- [WHAT IS ASKED] Leave the pictures out and print every record below exactly as it stands.

Rows from a dataset:
——

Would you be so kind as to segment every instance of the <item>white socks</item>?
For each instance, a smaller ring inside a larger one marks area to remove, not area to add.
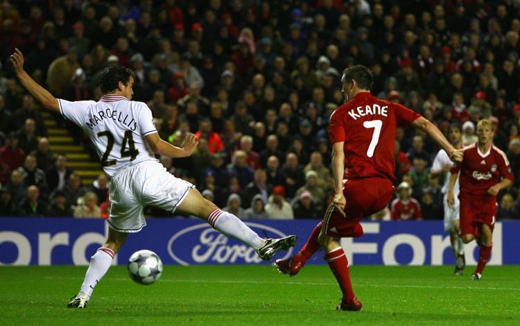
[[[110,267],[114,255],[114,252],[111,249],[100,248],[94,256],[90,257],[90,265],[85,275],[83,284],[81,284],[80,294],[85,295],[87,299],[90,299],[94,288],[98,285],[99,280]]]
[[[464,242],[460,236],[457,236],[457,248],[458,248],[458,254],[464,255]]]
[[[255,250],[266,242],[240,218],[227,212],[215,209],[208,216],[207,223],[223,234],[237,239]]]

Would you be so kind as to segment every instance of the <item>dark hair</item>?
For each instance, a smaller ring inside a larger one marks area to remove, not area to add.
[[[346,81],[356,80],[358,87],[370,91],[374,83],[374,75],[370,69],[361,65],[356,65],[343,70]]]
[[[130,77],[134,77],[132,69],[117,65],[105,69],[99,78],[99,88],[103,94],[110,93],[117,89],[119,82],[128,85]]]
[[[456,122],[453,122],[449,125],[449,128],[448,130],[451,130],[451,129],[457,129],[459,132],[462,132],[462,128]]]

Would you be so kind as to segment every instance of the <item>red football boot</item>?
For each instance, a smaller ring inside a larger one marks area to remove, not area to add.
[[[338,304],[338,307],[336,307],[336,310],[344,310],[349,311],[358,311],[363,308],[361,302],[358,300],[357,298],[354,297],[351,302],[344,302],[342,300],[340,303]]]
[[[290,276],[294,276],[297,274],[300,268],[305,264],[305,263],[294,260],[292,258],[277,259],[275,264],[276,264],[276,266],[280,273],[288,274]]]

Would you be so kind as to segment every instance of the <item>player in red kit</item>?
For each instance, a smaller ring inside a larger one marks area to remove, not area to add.
[[[397,198],[392,202],[390,214],[394,221],[422,220],[421,205],[412,198],[412,188],[406,181],[397,186]]]
[[[300,251],[292,258],[276,261],[280,272],[295,275],[323,248],[325,260],[343,293],[338,310],[360,310],[363,307],[352,291],[348,261],[340,239],[363,235],[359,220],[379,212],[391,199],[395,180],[396,128],[411,125],[433,137],[452,160],[460,161],[462,156],[462,150],[456,150],[420,114],[372,96],[372,74],[366,67],[356,65],[343,71],[341,91],[345,103],[331,115],[329,126],[334,197]]]
[[[476,134],[478,141],[462,148],[462,162],[451,168],[448,190],[448,204],[453,205],[453,187],[460,172],[458,198],[462,241],[467,243],[474,239],[480,246],[478,263],[471,275],[474,280],[482,277],[482,271],[493,248],[496,194],[514,180],[508,157],[492,144],[494,132],[491,121],[487,119],[479,121]]]

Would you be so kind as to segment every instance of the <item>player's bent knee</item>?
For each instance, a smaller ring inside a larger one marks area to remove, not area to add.
[[[465,243],[469,243],[471,242],[473,239],[475,238],[473,236],[473,234],[463,234],[462,237],[462,242],[464,242]]]

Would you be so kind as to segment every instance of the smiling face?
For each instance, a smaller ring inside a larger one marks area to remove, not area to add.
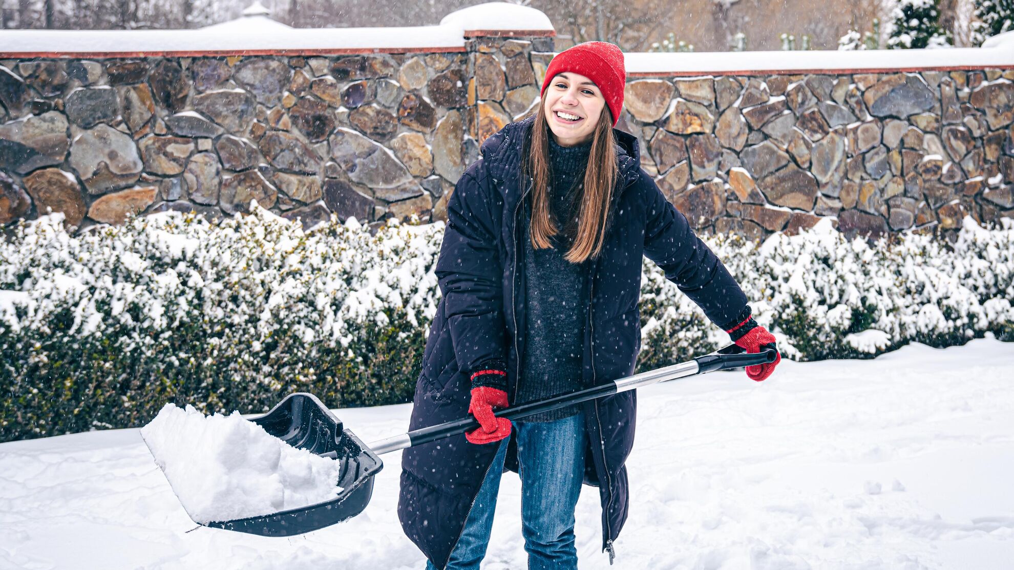
[[[559,73],[542,93],[546,121],[560,146],[575,146],[591,140],[605,98],[584,75]]]

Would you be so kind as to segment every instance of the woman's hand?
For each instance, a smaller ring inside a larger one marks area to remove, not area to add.
[[[736,343],[736,346],[745,349],[748,353],[760,352],[769,348],[775,350],[774,362],[746,367],[746,376],[749,379],[757,382],[767,379],[775,371],[775,366],[778,366],[778,363],[782,361],[782,354],[778,352],[778,346],[775,344],[775,335],[757,325],[752,316],[747,317],[726,333],[732,338],[732,342]]]
[[[507,393],[491,386],[472,388],[472,403],[468,413],[479,421],[480,427],[464,433],[472,443],[491,443],[510,435],[510,420],[493,415],[493,407],[507,407]]]

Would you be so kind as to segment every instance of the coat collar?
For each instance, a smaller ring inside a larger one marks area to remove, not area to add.
[[[524,153],[524,138],[535,117],[527,117],[511,123],[486,139],[481,148],[486,168],[496,180],[507,180],[520,172]],[[641,149],[637,137],[619,129],[612,129],[612,136],[619,146],[617,155],[620,162],[620,177],[625,181],[621,190],[637,180],[640,173]]]

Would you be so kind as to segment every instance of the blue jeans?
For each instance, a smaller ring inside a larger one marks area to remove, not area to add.
[[[528,570],[576,570],[574,508],[584,477],[583,413],[554,422],[519,420],[513,424],[511,437],[517,438],[521,476],[521,535],[528,553]],[[479,570],[486,556],[507,439],[499,445],[446,570]],[[426,569],[436,567],[427,561]]]

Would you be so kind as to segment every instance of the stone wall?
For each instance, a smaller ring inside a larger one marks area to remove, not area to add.
[[[476,155],[465,53],[2,64],[0,223],[426,216]]]
[[[1014,70],[634,78],[621,128],[703,231],[848,233],[1014,216]]]
[[[0,224],[129,212],[441,218],[537,100],[552,38],[332,56],[0,59]],[[701,231],[949,230],[1014,215],[1014,70],[638,77],[619,127]]]

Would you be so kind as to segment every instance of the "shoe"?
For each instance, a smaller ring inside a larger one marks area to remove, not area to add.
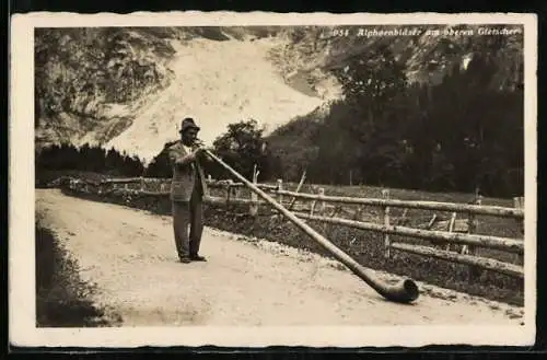
[[[203,256],[199,256],[199,255],[190,255],[190,259],[193,262],[207,262],[207,259]]]

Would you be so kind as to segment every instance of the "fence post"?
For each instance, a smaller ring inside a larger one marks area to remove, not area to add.
[[[253,170],[253,184],[257,186],[258,184],[258,174],[260,172],[256,170],[256,164]],[[255,194],[255,191],[251,191],[251,207],[248,209],[248,212],[252,217],[256,217],[258,213],[258,197]]]
[[[475,205],[481,205],[482,204],[482,196],[481,195],[476,195],[475,197]],[[467,227],[467,233],[468,234],[474,234],[477,232],[477,229],[478,229],[478,221],[475,217],[474,213],[469,212],[469,223],[468,223],[468,227]],[[468,245],[467,246],[467,254],[468,255],[477,255],[477,248],[473,245]],[[464,248],[462,248],[462,253],[464,253]],[[473,266],[470,265],[469,266],[469,281],[473,281],[477,278],[480,277],[481,275],[481,270],[480,268],[476,267],[476,266]]]
[[[324,187],[319,187],[318,195],[319,195],[319,214],[323,216],[325,213],[325,208],[326,208],[325,200],[322,200],[322,198],[325,196]]]
[[[383,189],[382,190],[382,198],[387,200],[389,199],[389,190],[388,189]],[[382,214],[384,216],[384,227],[389,227],[389,207],[388,206],[383,206],[382,207]],[[391,252],[391,240],[389,240],[389,234],[384,234],[384,257],[389,258]]]
[[[457,217],[457,212],[452,212],[452,216],[450,218],[450,222],[449,222],[449,232],[453,232],[454,231],[454,225],[456,223],[456,217]],[[447,243],[446,244],[446,251],[449,252],[450,251],[450,245],[451,243]]]

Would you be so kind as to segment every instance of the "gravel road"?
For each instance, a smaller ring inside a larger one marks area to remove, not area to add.
[[[333,260],[206,228],[207,263],[177,263],[170,217],[36,190],[36,211],[123,326],[517,325],[520,307],[419,283],[414,305],[383,300]],[[379,277],[389,277],[379,272]],[[391,276],[393,278],[393,276]]]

——

- [EXERCISE RESPONSE]
Would you be so kind as to segment every instance of the <item>white socks</item>?
For each instance, a smaller ring inside a larger one marks area to remove, not area to add.
[[[110,267],[114,255],[114,252],[111,249],[100,248],[94,256],[90,257],[90,265],[85,275],[83,284],[81,284],[80,294],[85,295],[87,299],[90,299],[94,288],[98,285],[99,280]]]
[[[464,242],[460,236],[457,236],[457,248],[458,248],[458,254],[464,255]]]
[[[255,250],[266,242],[240,218],[227,212],[215,209],[208,216],[207,223],[223,234],[237,239]]]

Would you be so kind as to segment every instance of the <item>dark hair</item>?
For each instance, a smaller ring inside a larger one marks area to remove, not area to add.
[[[346,81],[356,80],[358,87],[370,91],[374,83],[374,75],[370,69],[361,65],[356,65],[343,70]]]
[[[130,77],[134,77],[132,69],[117,65],[105,69],[99,78],[99,88],[103,94],[110,93],[117,89],[119,82],[128,85]]]
[[[456,122],[453,122],[449,125],[449,128],[448,130],[451,130],[451,129],[457,129],[459,132],[462,132],[462,128]]]

Would you be so kind as to segment every instance of the <item>red football boot</item>?
For each instance, a smaller ring inside a larger one marks area to remove, not area to add.
[[[338,304],[338,307],[336,307],[336,310],[344,310],[349,311],[358,311],[363,308],[361,302],[358,300],[357,298],[354,297],[351,302],[344,302],[342,300],[340,303]]]
[[[290,276],[294,276],[297,274],[300,268],[305,264],[305,263],[294,260],[292,258],[277,259],[275,264],[276,264],[276,266],[280,273],[288,274]]]

Would you be so kind as to segment every instance of the <item>player in red kit</item>?
For each instance, a smaller ring inside a larger one marks area to remove, not area to add.
[[[397,198],[392,202],[390,214],[394,221],[422,220],[421,205],[412,198],[412,188],[406,181],[397,186]]]
[[[300,251],[292,258],[276,261],[280,272],[295,275],[323,248],[325,260],[343,293],[338,310],[360,310],[363,307],[352,291],[348,261],[340,239],[363,235],[359,220],[379,212],[391,199],[395,180],[396,128],[411,125],[433,137],[452,160],[460,161],[462,156],[462,150],[456,150],[420,114],[372,96],[372,74],[366,67],[356,65],[343,71],[341,91],[345,103],[331,115],[329,126],[334,197]]]
[[[476,134],[478,141],[462,148],[462,162],[451,168],[448,190],[448,204],[453,205],[453,187],[460,172],[458,198],[462,241],[467,243],[474,239],[480,246],[478,263],[471,275],[474,280],[482,277],[482,271],[493,248],[496,194],[514,180],[508,157],[492,144],[494,132],[491,121],[487,119],[479,121]]]

Would you be so kind as to segment every instance of the <item>player's bent knee</item>?
For each instance, a smaller ring inside a larger one marks area to remove, not area to add.
[[[465,243],[469,243],[471,242],[473,239],[475,238],[473,236],[473,234],[463,234],[462,237],[462,242],[464,242]]]

Would you be so kind as to segment every instance of the smiling face?
For each instance, a smaller ring inside a larger one marks area to remove, not area to add.
[[[559,73],[542,93],[546,121],[560,146],[575,146],[591,140],[605,98],[584,75]]]

Would you be so kind as to segment every instance of the woman's hand?
For each instance, a smaller ring inside a larger one marks area to remove, not area to add.
[[[736,343],[736,346],[745,349],[748,353],[760,352],[769,348],[775,350],[774,362],[746,367],[746,376],[749,379],[757,382],[767,379],[775,371],[775,366],[778,366],[778,363],[782,361],[782,354],[778,352],[778,346],[775,344],[775,335],[757,325],[752,316],[747,317],[726,333],[732,338],[732,342]]]
[[[507,393],[491,386],[472,388],[472,403],[468,413],[479,421],[480,427],[464,433],[472,443],[491,443],[510,435],[510,420],[493,415],[493,407],[507,407]]]

Would you be so kind as to segment every instance of the coat collar?
For each instance, a smaller ring inside a larger one marks area to remove, not area to add.
[[[524,153],[524,138],[535,117],[527,117],[511,123],[486,139],[481,148],[486,168],[496,180],[507,180],[520,172]],[[641,149],[637,137],[619,129],[612,129],[612,136],[619,146],[617,155],[620,162],[620,177],[625,181],[621,190],[637,180],[640,173]]]

Would you be so kind as to segment every instance of the blue jeans?
For each instance, a smaller ring inside a larger one marks area to remove, not area to add.
[[[528,570],[576,570],[574,508],[584,477],[583,413],[554,422],[519,420],[513,424],[511,437],[517,438],[521,476],[521,535],[528,553]],[[479,570],[486,556],[507,439],[499,445],[446,570]],[[426,569],[436,567],[427,561]]]

Would you be so kind as to segment every instance of the stone wall?
For each instance, a smaller ring inside a larger one marks area to remove, not area to add.
[[[476,155],[465,53],[2,64],[0,223],[426,216]]]
[[[1014,70],[634,78],[621,128],[703,231],[848,233],[1014,216]]]
[[[0,224],[129,212],[441,218],[537,100],[552,38],[332,56],[0,59]],[[701,231],[949,230],[1014,215],[1014,70],[638,77],[619,127]]]

Would you be so kind as to segment every instance of the "shoe"?
For each instance, a smaller ring inside a larger one marks area to remove, not area to add.
[[[203,256],[199,256],[199,255],[190,255],[190,259],[193,262],[207,262],[207,259]]]

Would you be so kind as to segment every instance of the "fence post"?
For each instance, a smaller ring inside a larger one marks area to remove, not area to add.
[[[253,170],[253,184],[257,186],[258,184],[258,174],[260,172],[256,170],[256,164]],[[255,194],[255,191],[251,191],[251,207],[248,209],[248,212],[252,217],[256,217],[258,213],[258,197]]]
[[[475,205],[481,205],[482,204],[482,196],[481,195],[476,195],[475,197]],[[467,227],[467,233],[468,234],[474,234],[477,232],[477,229],[478,229],[478,221],[475,217],[474,213],[469,212],[469,223],[468,223],[468,227]],[[468,245],[467,246],[467,254],[468,255],[477,255],[477,248],[473,245]],[[464,248],[462,248],[462,253],[464,253]],[[473,266],[470,265],[469,266],[469,281],[473,281],[477,278],[480,277],[481,275],[481,270],[480,268],[476,267],[476,266]]]
[[[324,187],[319,187],[318,195],[319,195],[319,214],[323,216],[325,213],[325,208],[326,208],[325,200],[322,200],[322,198],[325,196]]]
[[[383,189],[382,190],[382,198],[387,200],[389,199],[389,190],[388,189]],[[382,214],[384,216],[384,227],[389,227],[389,207],[388,206],[383,206],[382,207]],[[391,252],[391,240],[389,240],[389,234],[384,234],[384,257],[389,258]]]
[[[457,217],[457,212],[452,212],[452,216],[450,218],[450,222],[449,222],[449,232],[453,232],[454,231],[454,225],[456,223],[456,217]],[[447,243],[446,244],[446,251],[449,252],[450,251],[450,245],[451,243]]]

Would you be so kind as to segment every instance of the "gravel road"?
For each instance, a smaller ring inside a larger one marks area to remove, not area to add.
[[[333,260],[206,228],[207,263],[177,263],[170,217],[36,190],[36,211],[123,326],[517,325],[520,307],[419,283],[414,305],[383,300]],[[379,277],[389,277],[379,272]],[[391,276],[393,278],[393,276]]]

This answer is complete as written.